— START OF Source extract —
Opinion
Case No. 01-11191, Chapter 7, Adv. Pro. No. 01-5179
May 3, 2002
Stephen P. Hale, Jennifer L. Powers, Memphis, TN, Attorneys for Debtor.
Albert Merkel, Jackson, TN., Attorney for Robert's Jewelers
MEMORANDUM OPINION AND ORDER RE (1) DEBTOR'S COMPLAINT FOR DAMAGES FOR VIOLATION OF THE AUTOMATIC STAY and (2) DEFENDANT'S COUNTERCLAIM
The Court conducted a trial in this matter on April 3, 2002. FED. R. BANKR. P. 7001. Pursuant to 28 U.S.C. § 157(b)(2), this is a core proceeding. After reviewing the testimony from the trial and the record as a whole, the Court makes the following findings of facts and conclusions of law. FED. R. BANKR. P. 7052.
I. FINDINGS OF FACT
Prior to the trial in this matter, the parties submitted the following stipulation of uncontested facts:
1. On September 16, 1999, Debtor signed an application for a revolving charge agreement with Defendant.
2. On September 16, 1999, Debtor signed an agreement to purchase a 14 karat white gold .65 diamond wedding ring pursuant to an open end account and security agreement. Pursuant to the terms of the agreement, the Debtor was to pay $3,300.00 (including sales tax of $230.00) for the aforesaid wedding ring and at that time made a $500.00 down payment on the account and agreed to pay the balance at the rate of $175.00 per month with 18% interest per annum. The agreement further provided that the Defendant would retain a security interest in the aforesaid wedding ring.
3. Debtor filed a Chapter 7 bankruptcy petition on March 16, 2001.
4. On March 22, 2001, Defendant issued a Summons to Recover Personal Property against Debtor.
5. Notice of Commencement of Case under Chapter 7 of the Bankruptcy Code, Meeting of Creditors, and fixing of Dates, dated March 27, 2001, was mailed to creditors at the address indicated on the bankruptcy matrix.
6. The Deputy of Madison County delivered the Summons to Recover Personal Property to Jerry Blurton, Sr., with a notation to deliver a copy of the Summons to Debtor, on March 31, 2001.
7. On April 11, 2001 counsel for Defendant drafted and mailed a letter to counsel for Debtor requesting that the Debtor either reaffirm the debtor or surrender the collateral.
8. On April 18, 2001, counsel for the Debtor sent a letter to counsel for Defendant, confirming a phone conversation regarding the bankruptcy, the post-petition General Sessions suit filed against the Debtor and the Defendant's intention to non-suit the General Sessions suit against Debtor.
9. On April 23, 2001, counsel for Defendant non-suited the post-petition General Sessions suit filed against the Debtor.
10. On or about April 25, 2001, an Amended Commencement of Case was mailed to the creditors on the matrix.
11. On April 28, 2001, Defendant sent a statement of account [to the debtor].
— END OF Source extract —
— START OF Extracted material —
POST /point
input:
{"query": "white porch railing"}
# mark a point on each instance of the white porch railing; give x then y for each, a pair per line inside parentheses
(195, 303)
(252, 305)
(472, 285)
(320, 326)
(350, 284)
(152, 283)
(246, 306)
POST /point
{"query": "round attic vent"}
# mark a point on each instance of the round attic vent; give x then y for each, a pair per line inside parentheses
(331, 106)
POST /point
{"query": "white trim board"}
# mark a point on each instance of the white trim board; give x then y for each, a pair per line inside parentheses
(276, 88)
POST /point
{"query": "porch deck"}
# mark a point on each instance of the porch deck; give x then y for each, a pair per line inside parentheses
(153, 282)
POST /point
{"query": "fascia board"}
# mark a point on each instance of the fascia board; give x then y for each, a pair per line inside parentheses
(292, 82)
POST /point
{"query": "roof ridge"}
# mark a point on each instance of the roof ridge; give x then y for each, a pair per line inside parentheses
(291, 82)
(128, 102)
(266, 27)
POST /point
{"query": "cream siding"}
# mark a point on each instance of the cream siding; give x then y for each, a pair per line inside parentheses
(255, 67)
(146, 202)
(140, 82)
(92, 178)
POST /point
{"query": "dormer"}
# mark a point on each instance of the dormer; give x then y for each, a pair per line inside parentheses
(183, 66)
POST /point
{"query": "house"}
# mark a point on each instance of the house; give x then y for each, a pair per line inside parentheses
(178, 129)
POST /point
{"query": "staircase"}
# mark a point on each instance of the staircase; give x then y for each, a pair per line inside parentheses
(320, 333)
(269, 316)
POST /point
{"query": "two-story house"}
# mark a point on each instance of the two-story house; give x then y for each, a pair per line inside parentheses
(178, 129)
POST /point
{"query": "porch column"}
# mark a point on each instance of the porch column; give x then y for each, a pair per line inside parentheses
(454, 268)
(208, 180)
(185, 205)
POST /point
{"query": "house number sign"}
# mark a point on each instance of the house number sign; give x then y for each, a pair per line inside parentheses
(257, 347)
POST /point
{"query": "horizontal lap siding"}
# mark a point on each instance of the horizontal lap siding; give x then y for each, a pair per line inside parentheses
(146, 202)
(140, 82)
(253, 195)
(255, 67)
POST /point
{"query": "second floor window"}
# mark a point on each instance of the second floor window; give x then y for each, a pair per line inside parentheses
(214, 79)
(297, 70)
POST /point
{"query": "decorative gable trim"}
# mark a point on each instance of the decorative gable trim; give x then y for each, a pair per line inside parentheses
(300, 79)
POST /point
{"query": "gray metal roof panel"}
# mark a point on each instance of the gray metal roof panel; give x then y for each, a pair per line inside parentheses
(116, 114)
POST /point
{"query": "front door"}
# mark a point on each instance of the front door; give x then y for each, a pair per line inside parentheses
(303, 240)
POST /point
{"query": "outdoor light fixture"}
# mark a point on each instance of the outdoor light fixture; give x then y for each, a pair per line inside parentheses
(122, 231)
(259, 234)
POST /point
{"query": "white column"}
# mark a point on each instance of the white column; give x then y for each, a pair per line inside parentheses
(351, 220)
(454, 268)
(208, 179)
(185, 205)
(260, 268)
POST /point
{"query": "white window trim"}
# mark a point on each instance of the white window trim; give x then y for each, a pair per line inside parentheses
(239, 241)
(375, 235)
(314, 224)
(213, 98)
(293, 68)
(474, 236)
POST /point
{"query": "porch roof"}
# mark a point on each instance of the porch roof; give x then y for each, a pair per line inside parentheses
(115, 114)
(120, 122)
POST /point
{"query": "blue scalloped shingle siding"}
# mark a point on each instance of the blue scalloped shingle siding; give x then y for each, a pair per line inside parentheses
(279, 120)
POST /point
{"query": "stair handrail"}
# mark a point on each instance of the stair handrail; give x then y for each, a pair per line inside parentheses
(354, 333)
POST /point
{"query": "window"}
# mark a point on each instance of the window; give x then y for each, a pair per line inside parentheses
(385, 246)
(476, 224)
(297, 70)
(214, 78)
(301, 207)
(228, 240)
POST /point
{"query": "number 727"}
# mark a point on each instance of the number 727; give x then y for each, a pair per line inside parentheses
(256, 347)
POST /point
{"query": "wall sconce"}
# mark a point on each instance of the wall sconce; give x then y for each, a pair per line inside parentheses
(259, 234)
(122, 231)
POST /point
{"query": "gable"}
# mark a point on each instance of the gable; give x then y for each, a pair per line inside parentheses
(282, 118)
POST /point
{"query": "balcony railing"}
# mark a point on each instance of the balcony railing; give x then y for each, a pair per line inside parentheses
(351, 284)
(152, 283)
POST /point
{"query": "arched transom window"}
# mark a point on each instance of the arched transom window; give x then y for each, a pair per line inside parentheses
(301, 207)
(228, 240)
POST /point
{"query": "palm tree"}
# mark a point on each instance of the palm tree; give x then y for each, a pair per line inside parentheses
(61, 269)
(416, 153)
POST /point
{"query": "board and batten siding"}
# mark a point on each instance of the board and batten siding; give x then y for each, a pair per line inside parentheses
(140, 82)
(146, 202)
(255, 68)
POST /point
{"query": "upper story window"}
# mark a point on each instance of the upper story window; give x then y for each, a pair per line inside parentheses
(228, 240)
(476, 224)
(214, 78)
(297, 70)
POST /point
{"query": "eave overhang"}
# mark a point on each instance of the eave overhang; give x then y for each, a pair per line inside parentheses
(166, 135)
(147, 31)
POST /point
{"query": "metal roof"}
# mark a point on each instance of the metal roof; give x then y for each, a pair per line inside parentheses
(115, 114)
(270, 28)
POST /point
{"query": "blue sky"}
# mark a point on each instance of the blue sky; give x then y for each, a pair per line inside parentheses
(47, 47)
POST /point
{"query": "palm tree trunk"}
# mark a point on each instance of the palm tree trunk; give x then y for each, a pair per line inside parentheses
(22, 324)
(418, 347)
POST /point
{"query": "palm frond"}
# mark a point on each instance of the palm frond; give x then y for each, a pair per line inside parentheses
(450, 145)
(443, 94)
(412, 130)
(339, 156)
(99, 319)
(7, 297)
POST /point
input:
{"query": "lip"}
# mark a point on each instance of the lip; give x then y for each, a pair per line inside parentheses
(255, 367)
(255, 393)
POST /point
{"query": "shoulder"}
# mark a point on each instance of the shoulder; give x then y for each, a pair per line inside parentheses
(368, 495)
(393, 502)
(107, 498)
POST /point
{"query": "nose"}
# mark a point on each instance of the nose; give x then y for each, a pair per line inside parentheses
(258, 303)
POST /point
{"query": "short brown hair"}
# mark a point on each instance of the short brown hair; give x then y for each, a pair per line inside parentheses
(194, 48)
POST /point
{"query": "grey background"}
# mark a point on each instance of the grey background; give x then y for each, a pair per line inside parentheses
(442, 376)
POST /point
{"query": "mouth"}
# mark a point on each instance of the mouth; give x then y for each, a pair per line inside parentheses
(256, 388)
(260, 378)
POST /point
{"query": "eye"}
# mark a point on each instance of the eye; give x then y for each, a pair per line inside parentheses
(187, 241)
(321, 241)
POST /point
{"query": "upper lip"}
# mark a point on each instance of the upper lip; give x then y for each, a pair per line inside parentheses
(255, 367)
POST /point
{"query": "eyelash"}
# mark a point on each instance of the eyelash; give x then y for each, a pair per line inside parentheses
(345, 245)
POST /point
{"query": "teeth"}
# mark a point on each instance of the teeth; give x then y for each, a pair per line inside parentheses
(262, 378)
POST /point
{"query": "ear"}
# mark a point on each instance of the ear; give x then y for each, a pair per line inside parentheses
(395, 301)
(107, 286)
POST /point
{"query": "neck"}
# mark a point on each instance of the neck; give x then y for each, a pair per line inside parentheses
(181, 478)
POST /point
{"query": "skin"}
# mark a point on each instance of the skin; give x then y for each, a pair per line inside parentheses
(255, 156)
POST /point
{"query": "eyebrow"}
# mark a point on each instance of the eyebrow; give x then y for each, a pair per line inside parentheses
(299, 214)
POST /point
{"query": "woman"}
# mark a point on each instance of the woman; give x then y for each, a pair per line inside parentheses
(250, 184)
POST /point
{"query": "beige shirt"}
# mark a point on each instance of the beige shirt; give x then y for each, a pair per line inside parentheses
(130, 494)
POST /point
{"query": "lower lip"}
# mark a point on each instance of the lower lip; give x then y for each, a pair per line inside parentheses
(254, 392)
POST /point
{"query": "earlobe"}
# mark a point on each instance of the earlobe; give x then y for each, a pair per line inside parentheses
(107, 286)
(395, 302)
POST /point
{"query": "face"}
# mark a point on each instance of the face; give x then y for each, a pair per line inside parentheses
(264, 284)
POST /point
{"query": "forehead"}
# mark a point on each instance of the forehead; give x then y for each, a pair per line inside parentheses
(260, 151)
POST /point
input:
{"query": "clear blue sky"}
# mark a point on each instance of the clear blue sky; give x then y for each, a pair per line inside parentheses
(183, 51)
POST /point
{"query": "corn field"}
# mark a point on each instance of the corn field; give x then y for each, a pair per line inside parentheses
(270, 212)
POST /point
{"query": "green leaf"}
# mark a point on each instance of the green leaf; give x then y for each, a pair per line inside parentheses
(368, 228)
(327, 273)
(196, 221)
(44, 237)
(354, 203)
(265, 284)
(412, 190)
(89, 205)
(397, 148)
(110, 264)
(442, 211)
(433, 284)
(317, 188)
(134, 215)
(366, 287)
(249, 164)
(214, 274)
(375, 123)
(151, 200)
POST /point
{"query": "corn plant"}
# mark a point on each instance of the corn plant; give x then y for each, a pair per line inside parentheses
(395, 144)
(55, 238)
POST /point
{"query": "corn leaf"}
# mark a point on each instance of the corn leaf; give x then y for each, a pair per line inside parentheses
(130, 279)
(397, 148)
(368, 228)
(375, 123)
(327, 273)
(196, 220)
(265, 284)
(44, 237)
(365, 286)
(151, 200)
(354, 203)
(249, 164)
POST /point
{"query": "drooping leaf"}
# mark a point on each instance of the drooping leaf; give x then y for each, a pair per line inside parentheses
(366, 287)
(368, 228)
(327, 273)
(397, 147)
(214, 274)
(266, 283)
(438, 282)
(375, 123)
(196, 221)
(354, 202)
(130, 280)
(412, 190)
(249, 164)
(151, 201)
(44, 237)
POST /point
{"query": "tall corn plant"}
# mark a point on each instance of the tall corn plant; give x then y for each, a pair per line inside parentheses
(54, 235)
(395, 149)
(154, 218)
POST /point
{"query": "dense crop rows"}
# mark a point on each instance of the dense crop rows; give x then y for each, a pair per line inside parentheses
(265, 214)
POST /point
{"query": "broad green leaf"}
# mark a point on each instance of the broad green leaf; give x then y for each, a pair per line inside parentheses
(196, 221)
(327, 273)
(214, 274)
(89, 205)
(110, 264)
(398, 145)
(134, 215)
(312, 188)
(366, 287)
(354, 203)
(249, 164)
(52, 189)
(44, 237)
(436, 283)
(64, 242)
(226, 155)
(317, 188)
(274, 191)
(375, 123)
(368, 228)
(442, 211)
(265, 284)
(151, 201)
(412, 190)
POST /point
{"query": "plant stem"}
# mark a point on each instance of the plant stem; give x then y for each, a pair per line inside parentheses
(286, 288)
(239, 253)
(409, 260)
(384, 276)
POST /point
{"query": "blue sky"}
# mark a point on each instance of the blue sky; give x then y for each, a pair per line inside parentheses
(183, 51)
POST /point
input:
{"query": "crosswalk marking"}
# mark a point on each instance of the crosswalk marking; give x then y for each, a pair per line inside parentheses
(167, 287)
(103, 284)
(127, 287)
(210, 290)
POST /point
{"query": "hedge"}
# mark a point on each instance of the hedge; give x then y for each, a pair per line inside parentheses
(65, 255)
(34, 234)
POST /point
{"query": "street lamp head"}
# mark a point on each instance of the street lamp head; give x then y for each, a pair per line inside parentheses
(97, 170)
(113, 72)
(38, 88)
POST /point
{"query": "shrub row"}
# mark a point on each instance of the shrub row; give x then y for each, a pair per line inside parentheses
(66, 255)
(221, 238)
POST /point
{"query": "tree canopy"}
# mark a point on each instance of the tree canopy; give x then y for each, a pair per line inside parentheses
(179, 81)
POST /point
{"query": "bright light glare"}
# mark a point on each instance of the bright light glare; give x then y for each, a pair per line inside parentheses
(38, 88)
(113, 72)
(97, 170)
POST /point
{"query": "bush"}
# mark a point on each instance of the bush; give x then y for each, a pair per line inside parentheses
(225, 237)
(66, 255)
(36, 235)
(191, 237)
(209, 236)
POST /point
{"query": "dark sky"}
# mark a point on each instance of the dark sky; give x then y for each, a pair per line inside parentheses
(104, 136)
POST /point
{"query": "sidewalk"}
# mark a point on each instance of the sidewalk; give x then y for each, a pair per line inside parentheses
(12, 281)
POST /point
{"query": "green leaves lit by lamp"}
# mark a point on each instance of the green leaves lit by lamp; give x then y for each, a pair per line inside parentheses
— END OF Extracted material —
Give every dollar amount that appears in the bankruptcy opinion.

- _Answer to this problem_
$3,300.00
$230.00
$500.00
$175.00